**Document text:**
Visit Nottingham castle today, and you will find a museum, expansive grounds and a restored medieval gatehouse sitting high above the city.
It is the only raised part of the city, and it is obvious as to why the castle that once graced it was a stronghold for many a King of England.
Other than the gatehouse, there is nothing of the castle of 1485, where Richard III of England waited for the inevitable invasion of Henry Tudor. I thought of him gazing out across the vast landscape of Nottinghamshire from the battlements, even though the view is irrevocably changed, you get a sense of the bleak view and how it must have stretched on forever.
Nottingham castle wasn’t a place of happy memories for Richard.
It was here in April 1484 that he learnt of the death of his only son, Edward of Middleham, and where he and his wife were nearly driven mad with grief.
Richard referred to it from that point forward as the Castle of his Care.
Less than a year since the death of Edward came a further blow to Richard.
March 1485 saw the death of his wife Anne, possibly of tuberculous. They had known each other most of their lives and been married for over 10 years.
Can you ever truly identify with someone from the 15th century? It was such a different time, where death stalked everyone, the young, the rich – this didn’t matter. Death was a part of life, with strong religious protocol and did their unshakable faith in God help?
What ever way you look at it, loosing your wife and only child in such a short space of time must have been a terrible burden to bare, and the fact that he was King and had to be seen as in command and unbreakable must have weighed upon him.
By August 1485, Richard was at Nottingham where he chose to await the invasion of Henry Tudor.
It was a strategic decision as Nottingham is in the heart of England and was the centre of his kingdom. No matter where Tudor landed, he would have been in striking distance.
Henry Tudor had landed at Milford Haven on the 7th of August, and I believe this must have been a relief to Richard.
He had been awaiting the invasion at Nottingham since June and had a stronger army than Tudor.
He had his experience in battle to rely on, having been accomplished in war and honoured during the reign of his brother Edward IV, where in which Tudor was an inexperienced exile.

**Items:**
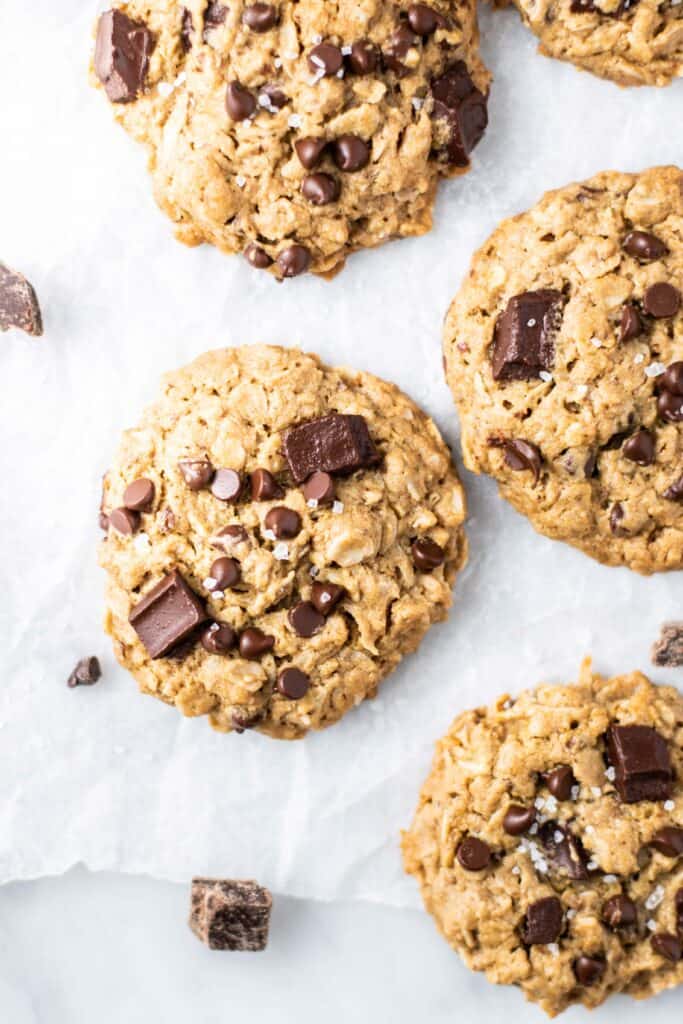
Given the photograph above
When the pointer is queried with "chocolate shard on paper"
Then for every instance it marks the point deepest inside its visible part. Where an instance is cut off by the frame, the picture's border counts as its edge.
(230, 914)
(167, 615)
(334, 443)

**Exercise goal:**
Reproduce the passage on Richard III at Nottingham Castle word for word, starting at "Can you ever" and ending at "in striking distance.".

**Worked answer:**
Can you ever truly identify with someone from the 15th century? It was such a different time, where death stalked everyone, the young, the rich – this didn’t matter. Death was a part of life, with strong religious protocol and did their unshakable faith in God help?
What ever way you look at it, loosing your wife and only child in such a short space of time must have been a terrible burden to bare, and the fact that he was King and had to be seen as in command and unbreakable must have weighed upon him.
By August 1485, Richard was at Nottingham where he chose to await the invasion of Henry Tudor.
It was a strategic decision as Nottingham is in the heart of England and was the centre of his kingdom. No matter where Tudor landed, he would have been in striking distance.